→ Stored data
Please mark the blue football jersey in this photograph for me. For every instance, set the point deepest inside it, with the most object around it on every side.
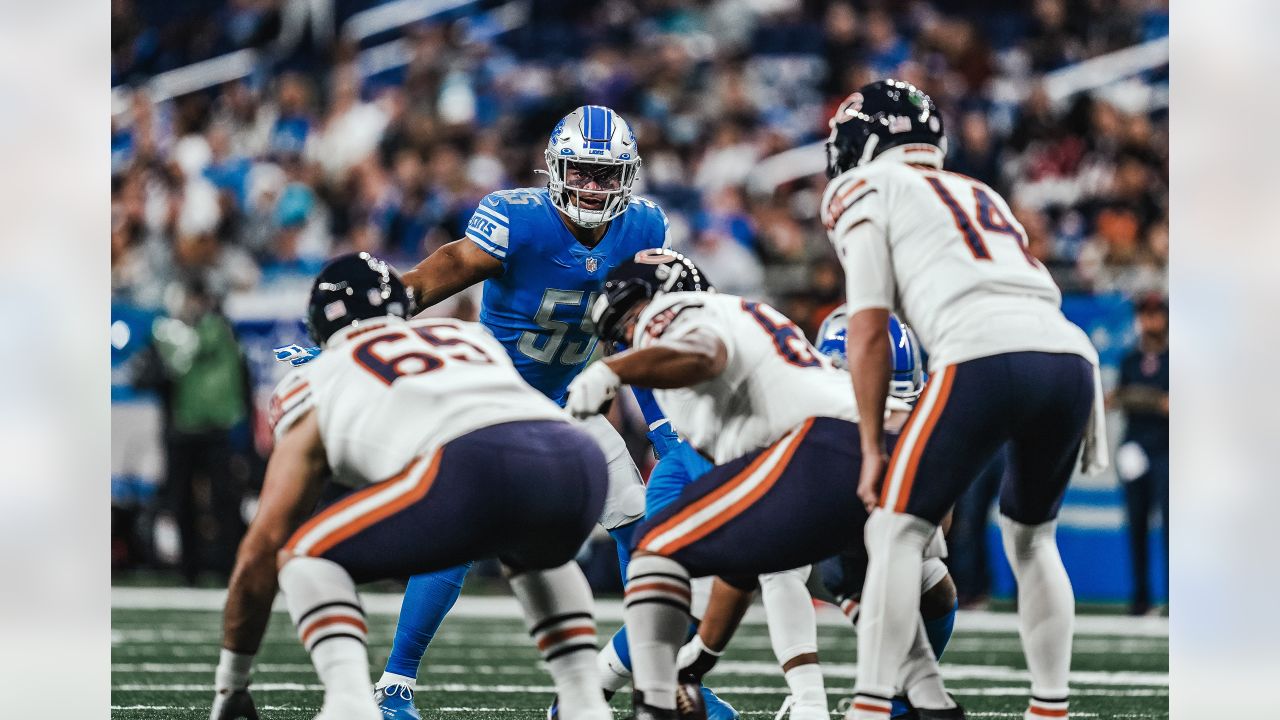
(538, 308)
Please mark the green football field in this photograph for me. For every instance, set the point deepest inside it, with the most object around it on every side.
(164, 646)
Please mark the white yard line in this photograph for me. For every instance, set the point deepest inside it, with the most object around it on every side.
(728, 668)
(504, 607)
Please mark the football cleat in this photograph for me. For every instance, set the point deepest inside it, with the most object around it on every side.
(644, 711)
(233, 705)
(949, 714)
(716, 707)
(397, 702)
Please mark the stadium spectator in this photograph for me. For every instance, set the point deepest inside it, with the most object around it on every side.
(1142, 461)
(199, 368)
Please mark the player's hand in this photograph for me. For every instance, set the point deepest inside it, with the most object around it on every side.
(590, 390)
(873, 475)
(233, 705)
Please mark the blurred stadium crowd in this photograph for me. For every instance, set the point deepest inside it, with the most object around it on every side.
(332, 144)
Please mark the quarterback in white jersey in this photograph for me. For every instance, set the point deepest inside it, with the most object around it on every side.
(428, 422)
(743, 386)
(1006, 367)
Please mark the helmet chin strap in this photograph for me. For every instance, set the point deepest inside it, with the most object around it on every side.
(869, 150)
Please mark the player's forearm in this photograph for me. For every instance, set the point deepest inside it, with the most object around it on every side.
(868, 354)
(662, 367)
(440, 276)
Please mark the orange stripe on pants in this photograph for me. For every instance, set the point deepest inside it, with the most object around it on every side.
(370, 518)
(913, 460)
(737, 507)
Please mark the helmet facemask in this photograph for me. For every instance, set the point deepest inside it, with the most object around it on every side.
(603, 185)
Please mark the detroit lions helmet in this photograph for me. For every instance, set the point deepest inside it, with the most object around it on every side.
(906, 372)
(882, 115)
(649, 273)
(592, 145)
(355, 287)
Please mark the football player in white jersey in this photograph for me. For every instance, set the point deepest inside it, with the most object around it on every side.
(449, 456)
(744, 387)
(946, 254)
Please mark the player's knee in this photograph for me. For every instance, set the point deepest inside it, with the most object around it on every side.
(1024, 541)
(940, 597)
(886, 529)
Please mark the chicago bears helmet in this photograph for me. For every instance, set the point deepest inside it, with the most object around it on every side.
(649, 273)
(351, 288)
(599, 147)
(881, 115)
(906, 372)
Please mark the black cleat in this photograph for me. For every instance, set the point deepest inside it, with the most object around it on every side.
(949, 714)
(689, 701)
(645, 711)
(689, 705)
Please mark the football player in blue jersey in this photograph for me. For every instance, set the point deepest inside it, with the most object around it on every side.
(543, 255)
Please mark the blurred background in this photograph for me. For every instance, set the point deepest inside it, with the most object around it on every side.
(254, 139)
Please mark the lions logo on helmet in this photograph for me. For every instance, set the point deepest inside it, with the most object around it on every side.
(593, 163)
(906, 377)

→ EXERCISE INSTRUCTIONS
Rewrite every line of the material from its start through the line that contains "(1006, 367)", leaving the text lines unchanged and multiplying each point coordinate by 1.5, rounded to whole numbers with halves rounded up. Leave the pictures out.

→ SOLUTION TO THIS TASK
Please mark the blue football jersey in this photograph for me. For every instance, set the point deepest inside it, with the most object around it on every side.
(807, 462)
Please mark the green football field in this photograph for me. For every instance, set the point deepest inside it, with the most object around it on every side.
(246, 969)
Please mark the white yard line in this photograph for me. For every instance, set the point deepest inside it, with the most object around it on every side.
(1092, 1002)
(756, 911)
Please mark the football cleat in this photograph for me. For every instance, set the point deepest inside it, with the most object around it on every side.
(966, 1067)
(350, 1058)
(1424, 1071)
(1074, 1061)
(596, 1053)
Please mark the stadium spectator in this photograph for me. For every instance, set the point deepest inside it, with the most object around it on every side.
(1713, 692)
(299, 552)
Please mark the player's hand in this photograph for me. For every instance, set the point deepest inside it, with the most object around it on every side.
(885, 585)
(1310, 713)
(350, 1058)
Please mark the blurred stadium crowd in this photograph for me. For every instance, set the point deepest inside it, with the most object around it on every side.
(498, 216)
Please mark the quarterback in white jersey in this photograph for me. For every instance, set the point deepest inside it, with the most object around it on every side.
(642, 633)
(1115, 579)
(1509, 551)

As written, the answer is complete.